On Saturday, November 7th, Lisa and I stepped out to visit the bank before taking a train into the city. Time was about 11:30am. As we approached the bank door, we heard a scream. Then some honking. And then some light clapping. A few cheers. It dawned on us pretty quickly that the election had been called. Within a few minutes, Smith St. Brooklyn became a party, as did the streets all over NYC and the country. Everyone was coming out of their homes and filling the sidewalks. Bells were rung in Paris. Fireworks were set off in London. Someone joked that Earth had "real Endor energy" and they weren't wrong. I honestly can't remember ever feeling so relieved. It was real joy.

The last four years were very difficult to live through. Awful things were happening on a weekly basis. And not just sad, unhelpful policy, but deeply damaging actions by the Trump Administration that hurt Americans in every corner of the country. I don't think it's worth listing out here the crimes and officialized bigotry. There's just too much.

→ Data listing:
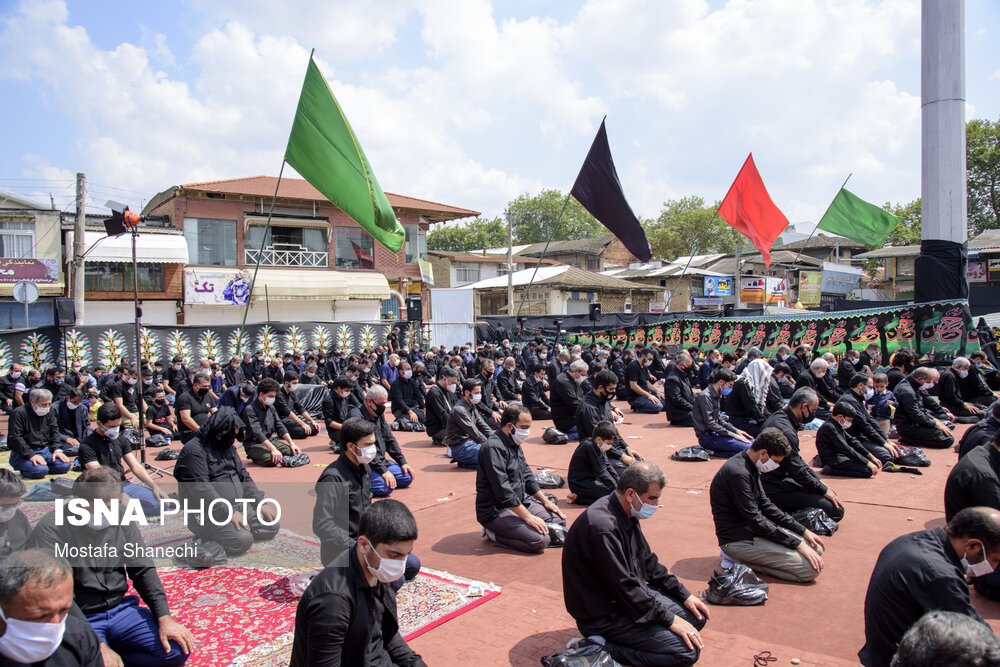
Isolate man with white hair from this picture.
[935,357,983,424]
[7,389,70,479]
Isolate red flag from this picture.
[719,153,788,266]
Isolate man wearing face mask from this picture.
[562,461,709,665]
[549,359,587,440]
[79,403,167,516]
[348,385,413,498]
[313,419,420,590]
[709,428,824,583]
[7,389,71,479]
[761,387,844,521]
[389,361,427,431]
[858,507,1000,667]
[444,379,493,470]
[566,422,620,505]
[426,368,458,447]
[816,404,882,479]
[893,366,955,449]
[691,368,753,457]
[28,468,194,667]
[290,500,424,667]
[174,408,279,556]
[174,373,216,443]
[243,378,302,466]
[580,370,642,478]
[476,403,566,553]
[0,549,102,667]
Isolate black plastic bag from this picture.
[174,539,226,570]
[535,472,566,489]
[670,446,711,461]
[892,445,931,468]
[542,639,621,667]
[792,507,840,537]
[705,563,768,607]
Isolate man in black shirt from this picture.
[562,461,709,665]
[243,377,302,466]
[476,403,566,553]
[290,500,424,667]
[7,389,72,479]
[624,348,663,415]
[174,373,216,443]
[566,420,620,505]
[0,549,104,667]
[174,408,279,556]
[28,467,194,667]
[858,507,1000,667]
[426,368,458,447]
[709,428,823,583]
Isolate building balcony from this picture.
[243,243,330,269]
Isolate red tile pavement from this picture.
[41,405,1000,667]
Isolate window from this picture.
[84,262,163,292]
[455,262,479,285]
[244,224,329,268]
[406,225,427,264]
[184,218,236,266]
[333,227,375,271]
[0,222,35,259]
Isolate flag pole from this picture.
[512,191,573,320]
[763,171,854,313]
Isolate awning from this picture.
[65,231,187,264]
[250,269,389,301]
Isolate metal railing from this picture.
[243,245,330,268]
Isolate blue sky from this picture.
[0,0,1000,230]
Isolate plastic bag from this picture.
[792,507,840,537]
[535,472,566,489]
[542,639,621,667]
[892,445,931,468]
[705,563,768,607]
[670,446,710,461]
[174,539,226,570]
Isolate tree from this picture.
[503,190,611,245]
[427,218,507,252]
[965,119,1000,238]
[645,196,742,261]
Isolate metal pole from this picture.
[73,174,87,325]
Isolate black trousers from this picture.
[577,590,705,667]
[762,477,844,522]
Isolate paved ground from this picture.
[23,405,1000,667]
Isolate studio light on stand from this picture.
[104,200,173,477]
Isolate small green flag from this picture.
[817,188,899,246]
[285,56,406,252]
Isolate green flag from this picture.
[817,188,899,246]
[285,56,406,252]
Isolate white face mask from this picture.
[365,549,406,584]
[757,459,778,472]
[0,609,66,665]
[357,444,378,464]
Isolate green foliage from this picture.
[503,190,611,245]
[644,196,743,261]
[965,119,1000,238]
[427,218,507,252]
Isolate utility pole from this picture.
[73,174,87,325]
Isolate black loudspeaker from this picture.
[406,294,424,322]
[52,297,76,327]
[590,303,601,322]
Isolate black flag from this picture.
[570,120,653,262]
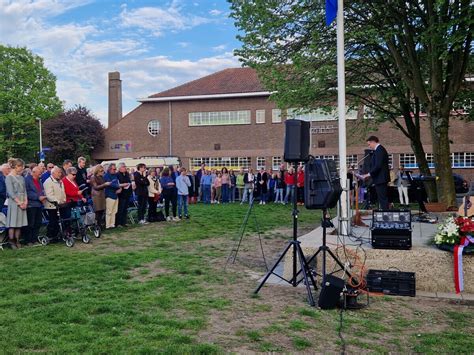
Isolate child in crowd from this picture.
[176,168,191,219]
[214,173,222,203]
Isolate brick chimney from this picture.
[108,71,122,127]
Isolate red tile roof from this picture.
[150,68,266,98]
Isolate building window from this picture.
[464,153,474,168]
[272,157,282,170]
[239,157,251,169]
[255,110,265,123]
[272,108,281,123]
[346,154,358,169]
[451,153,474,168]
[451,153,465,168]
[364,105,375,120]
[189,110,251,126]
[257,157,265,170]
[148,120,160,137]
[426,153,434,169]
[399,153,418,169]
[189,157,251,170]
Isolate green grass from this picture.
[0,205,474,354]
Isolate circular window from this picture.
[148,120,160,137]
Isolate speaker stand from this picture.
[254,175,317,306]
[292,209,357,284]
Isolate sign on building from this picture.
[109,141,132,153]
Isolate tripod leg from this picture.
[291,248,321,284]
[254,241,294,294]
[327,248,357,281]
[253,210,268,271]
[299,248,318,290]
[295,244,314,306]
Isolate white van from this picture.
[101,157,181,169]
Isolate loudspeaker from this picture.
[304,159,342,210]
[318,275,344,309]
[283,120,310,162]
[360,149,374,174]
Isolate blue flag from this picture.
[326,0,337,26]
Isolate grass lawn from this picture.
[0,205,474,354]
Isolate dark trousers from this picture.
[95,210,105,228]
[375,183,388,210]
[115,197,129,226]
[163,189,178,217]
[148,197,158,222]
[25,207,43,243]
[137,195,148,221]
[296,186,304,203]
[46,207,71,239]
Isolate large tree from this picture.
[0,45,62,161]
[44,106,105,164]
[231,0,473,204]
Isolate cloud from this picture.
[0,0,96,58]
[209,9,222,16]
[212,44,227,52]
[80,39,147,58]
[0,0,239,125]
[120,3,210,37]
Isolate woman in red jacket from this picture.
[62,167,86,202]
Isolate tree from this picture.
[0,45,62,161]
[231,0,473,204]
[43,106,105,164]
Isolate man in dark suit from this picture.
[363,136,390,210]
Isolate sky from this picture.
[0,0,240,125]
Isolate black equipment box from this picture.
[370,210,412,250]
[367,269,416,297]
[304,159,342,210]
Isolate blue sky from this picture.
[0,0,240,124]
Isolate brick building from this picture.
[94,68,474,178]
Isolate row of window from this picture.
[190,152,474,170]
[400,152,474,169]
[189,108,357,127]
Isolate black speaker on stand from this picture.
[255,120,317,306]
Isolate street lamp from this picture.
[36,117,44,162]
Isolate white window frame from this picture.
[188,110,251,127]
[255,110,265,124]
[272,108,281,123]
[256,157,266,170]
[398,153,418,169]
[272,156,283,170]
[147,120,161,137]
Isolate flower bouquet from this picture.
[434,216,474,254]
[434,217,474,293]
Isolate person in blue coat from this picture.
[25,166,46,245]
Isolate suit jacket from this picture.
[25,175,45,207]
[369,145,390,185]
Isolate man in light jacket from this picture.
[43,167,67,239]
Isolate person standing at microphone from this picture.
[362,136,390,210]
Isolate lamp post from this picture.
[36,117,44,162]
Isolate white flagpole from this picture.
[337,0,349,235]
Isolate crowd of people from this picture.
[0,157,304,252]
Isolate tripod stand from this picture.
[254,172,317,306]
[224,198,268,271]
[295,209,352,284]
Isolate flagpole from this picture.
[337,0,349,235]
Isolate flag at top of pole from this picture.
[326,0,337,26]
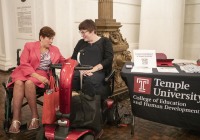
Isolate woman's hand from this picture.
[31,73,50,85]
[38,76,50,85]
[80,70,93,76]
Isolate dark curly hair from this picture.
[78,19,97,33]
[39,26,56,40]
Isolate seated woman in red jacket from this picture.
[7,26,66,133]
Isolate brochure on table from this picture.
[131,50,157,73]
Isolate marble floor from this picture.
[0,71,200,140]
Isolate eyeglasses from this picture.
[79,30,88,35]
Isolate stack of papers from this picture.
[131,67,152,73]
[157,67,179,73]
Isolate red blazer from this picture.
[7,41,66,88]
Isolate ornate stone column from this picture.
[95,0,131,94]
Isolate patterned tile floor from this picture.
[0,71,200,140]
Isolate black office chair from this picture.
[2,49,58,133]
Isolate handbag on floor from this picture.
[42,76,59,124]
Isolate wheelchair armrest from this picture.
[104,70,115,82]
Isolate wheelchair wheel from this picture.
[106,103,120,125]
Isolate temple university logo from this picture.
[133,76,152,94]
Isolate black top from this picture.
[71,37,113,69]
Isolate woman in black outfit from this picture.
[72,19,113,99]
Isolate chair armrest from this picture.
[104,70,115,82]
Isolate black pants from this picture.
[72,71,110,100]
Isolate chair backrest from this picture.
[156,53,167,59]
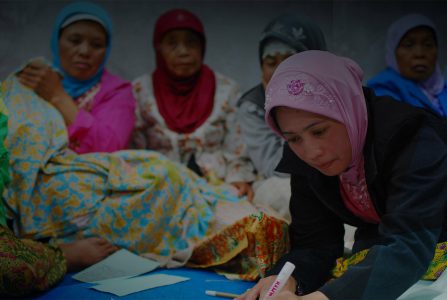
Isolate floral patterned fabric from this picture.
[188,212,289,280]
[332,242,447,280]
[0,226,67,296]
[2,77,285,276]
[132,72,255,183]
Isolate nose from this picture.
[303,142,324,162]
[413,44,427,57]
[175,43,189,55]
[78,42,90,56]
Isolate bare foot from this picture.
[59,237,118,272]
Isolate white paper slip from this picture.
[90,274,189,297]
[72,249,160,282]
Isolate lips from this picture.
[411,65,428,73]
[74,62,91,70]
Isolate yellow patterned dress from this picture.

* * *

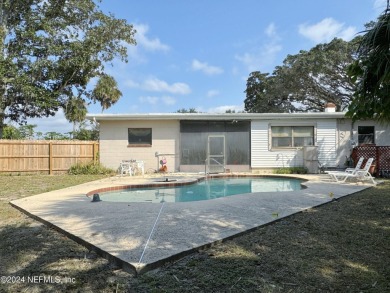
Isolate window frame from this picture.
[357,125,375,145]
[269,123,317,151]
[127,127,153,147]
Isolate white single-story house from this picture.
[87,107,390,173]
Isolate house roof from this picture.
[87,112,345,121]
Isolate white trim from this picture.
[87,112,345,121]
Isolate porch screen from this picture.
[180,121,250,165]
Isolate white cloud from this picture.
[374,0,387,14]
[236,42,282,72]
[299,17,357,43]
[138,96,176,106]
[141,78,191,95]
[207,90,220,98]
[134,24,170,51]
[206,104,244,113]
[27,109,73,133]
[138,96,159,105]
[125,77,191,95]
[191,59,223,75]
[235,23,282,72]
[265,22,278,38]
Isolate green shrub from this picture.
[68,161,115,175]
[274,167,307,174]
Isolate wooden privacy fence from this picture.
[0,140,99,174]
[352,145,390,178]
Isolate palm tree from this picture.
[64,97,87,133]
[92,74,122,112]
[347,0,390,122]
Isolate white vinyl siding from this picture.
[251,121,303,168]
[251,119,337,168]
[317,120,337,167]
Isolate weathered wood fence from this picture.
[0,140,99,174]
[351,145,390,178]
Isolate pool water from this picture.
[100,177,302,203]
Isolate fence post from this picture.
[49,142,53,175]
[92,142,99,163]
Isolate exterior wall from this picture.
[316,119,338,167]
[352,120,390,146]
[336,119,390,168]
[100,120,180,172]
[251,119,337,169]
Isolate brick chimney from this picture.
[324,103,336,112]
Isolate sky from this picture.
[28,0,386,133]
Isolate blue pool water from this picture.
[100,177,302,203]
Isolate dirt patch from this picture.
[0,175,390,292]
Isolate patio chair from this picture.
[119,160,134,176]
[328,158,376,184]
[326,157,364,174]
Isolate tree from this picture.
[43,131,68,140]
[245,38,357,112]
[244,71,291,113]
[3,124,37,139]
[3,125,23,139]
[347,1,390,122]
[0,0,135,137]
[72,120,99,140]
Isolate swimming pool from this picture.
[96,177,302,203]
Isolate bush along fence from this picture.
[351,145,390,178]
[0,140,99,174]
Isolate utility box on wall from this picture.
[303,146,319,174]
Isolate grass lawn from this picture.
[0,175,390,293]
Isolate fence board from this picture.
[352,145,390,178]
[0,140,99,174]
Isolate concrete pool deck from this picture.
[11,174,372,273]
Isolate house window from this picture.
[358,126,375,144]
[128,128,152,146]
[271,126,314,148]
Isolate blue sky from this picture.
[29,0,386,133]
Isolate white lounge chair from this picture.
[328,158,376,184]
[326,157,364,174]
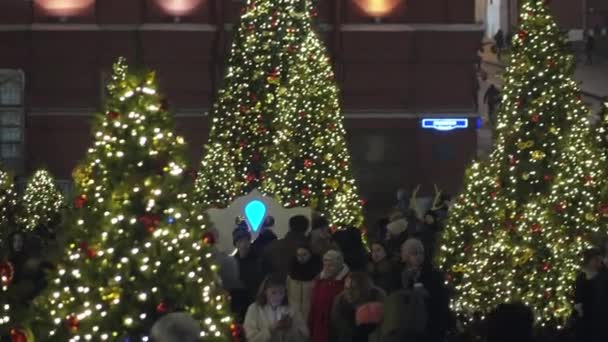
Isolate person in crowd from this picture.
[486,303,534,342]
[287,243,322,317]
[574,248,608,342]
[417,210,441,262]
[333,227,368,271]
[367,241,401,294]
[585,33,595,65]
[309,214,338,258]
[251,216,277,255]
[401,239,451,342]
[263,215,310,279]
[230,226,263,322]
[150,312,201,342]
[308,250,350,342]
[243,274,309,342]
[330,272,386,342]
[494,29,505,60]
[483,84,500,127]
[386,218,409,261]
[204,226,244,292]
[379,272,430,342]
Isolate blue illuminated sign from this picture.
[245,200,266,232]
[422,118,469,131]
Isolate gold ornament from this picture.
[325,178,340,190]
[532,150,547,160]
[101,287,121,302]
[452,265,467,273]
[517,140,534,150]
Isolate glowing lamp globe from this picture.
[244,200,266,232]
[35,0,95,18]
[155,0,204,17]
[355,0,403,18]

→ Instructions:
(a) Decide whether each statement below agrees with the election-day account, answering yes or no and quoting the deciding words. (i) The writer and Lisa planned to go to the bank before taking a train into the city. (ii) Fireworks were set off in Paris. (iii) The writer lists the crimes of the Trump Administration one by one.
(b) According to the election-day account, which street became a party within a few minutes?
(c) Proceed with the election-day account, starting after its last sentence.

→ Answers for the tasks:
(a)
(i) Yes: "Lisa and I stepped out to visit the bank before taking a train into the city."
(ii) No: "Bells were rung in Paris. Fireworks were set off in London."
(iii) No: "I don't think it's worth listing out here the crimes and officialized bigotry."

(b) Smith St. Brooklyn.

(c)
For a late lunch on Saturday, Lisa and I ate outdoors. The cheers and the honking had relaxed a bit, but they weren't over. That audible hum of jubilation that had permeated the city had died down as we settled into the news. That night, we watched Kamala Harris and Joe Biden give their victory speeches. On Sunday, we relaxed outdoors in our makeshift yard in beautiful and warm November weather. It felt so good knowing that America had not completely broken, that we will be entering a time of healing.

What's next is what's next. For now, we're celebrating.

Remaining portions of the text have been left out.